** Begin Extracted text **

Figure 5. Reaction scheme showing an intermolecular O₂-transfer between metal complexes.

An O₂ group is transferred from [Ni(III)(12-TMC)(O₂)]⁺ (1) to [Mn(II)(14-TMC)]²⁺ (4) via a [(12-TMC)Ni–O₂–Mn(14-TMC)]³⁺ transition state, and the final products are [Ni(II)(12-TMC)]²⁺ (3) and [Mn(III)(14-TMC)(O₂)]⁺ (5).

Figure 6. Spectral evidence for an intermolecular O₂-transfer from 1 to 4.

UV-vis spectral changes showing the formation of [Mn(14-TMC)(O₂)]⁺ (5) (red) and the disappearance of [Ni(III)(12-TMC)(O₂)]⁺ (1) (green) by addition of [Mn(II)(14-TMC)]²⁺ (4) to a solution of 1 in increments of 0.2 equiv in CH₃CN at 25 °C. Inset shows the spectroscopic titration at 453 nm for the formation of 5 as a function of the equiv of 4 added to a solution of 1 in increments of 0.2 equiv.

** End Extracted text **
** Begin Extracted entries **

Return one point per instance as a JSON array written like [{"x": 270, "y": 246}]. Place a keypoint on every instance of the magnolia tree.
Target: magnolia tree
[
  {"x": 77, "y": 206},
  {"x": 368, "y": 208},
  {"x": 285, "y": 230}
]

** End Extracted entries **

» **What to work on**
1 – Decide whether each statement agrees with the text on O₂ transfer between metal complexes: (a) the final products include [Ni(II)(12-TMC)]²⁺ (3); (b) the titration was run at 0 °C; (c) 4 was added in increments of 0.5 equiv. Answer yes or no for each, and quote the deciding words of the text.
2 – Please list every complex that the text on O₂ transfer between metal complexes gives a number to, along with that number.
3 – Extend the text on O₂ transfer between metal complexes, starting after its final sentence.

» **Outputs for the tasks**
1 –
(a) Yes: "the final products are [Ni(II)(12-TMC)]²⁺ (3) and [Mn(III)(14-TMC)(O₂)]⁺ (5)"
(b) No: "in CH₃CN at 25 °C"
(c) No: "in increments of 0.2 equiv"

2 –
(1) [Ni(III)(12-TMC)(O₂)]⁺
(3) [Ni(II)(12-TMC)]²⁺
(4) [Mn(II)(14-TMC)]²⁺
(5) [Mn(III)(14-TMC)(O₂)]⁺

3 –
In conclusion, a mononuclear side-on Ni(III)-peroxo complex was successfully synthesized by varying the supporting ligand of the previously reported Ni(II)-superoxo complex (i.e., the ring-size of the macrocyclic ligand). Combined with the precedents of mononuclear Cu-O₂ intermediates^14,17,18, the present results highlight the importance of supporting ligands in determining geometric and electronic structures of mononuclear Ni-O₂ complexes (i.e., Ni(III)-peroxo vs Ni(II)-superoxo species). Whether other factors, such as solvents, influence the geometric and electronic structures of Ni-O₂ complexes will be the subject of future studies. The reactivities of Ni(III)-peroxo and Ni(II)-superoxo complexes were compared in electrophilic and nucleophilic reactions. In contrast to Ni(II)-superoxo complexes, which show reactivities in oxidative electrophilic reactions²⁴, the Ni(III)-peroxo complex is not reactive in electrophilic reactions but is capable of deformylating aldehydes through nucleophilic reactions. The observation of complete O₂-transfer between metal complexes is unprecedented; whether this is a general feature in other metal-O₂ adducts requires further experimental and computational study.

Methods

See experimental section in supplementary information for detailed experimental conditions and procedures, spectroscopic and kinetics analyses, and computational calculations.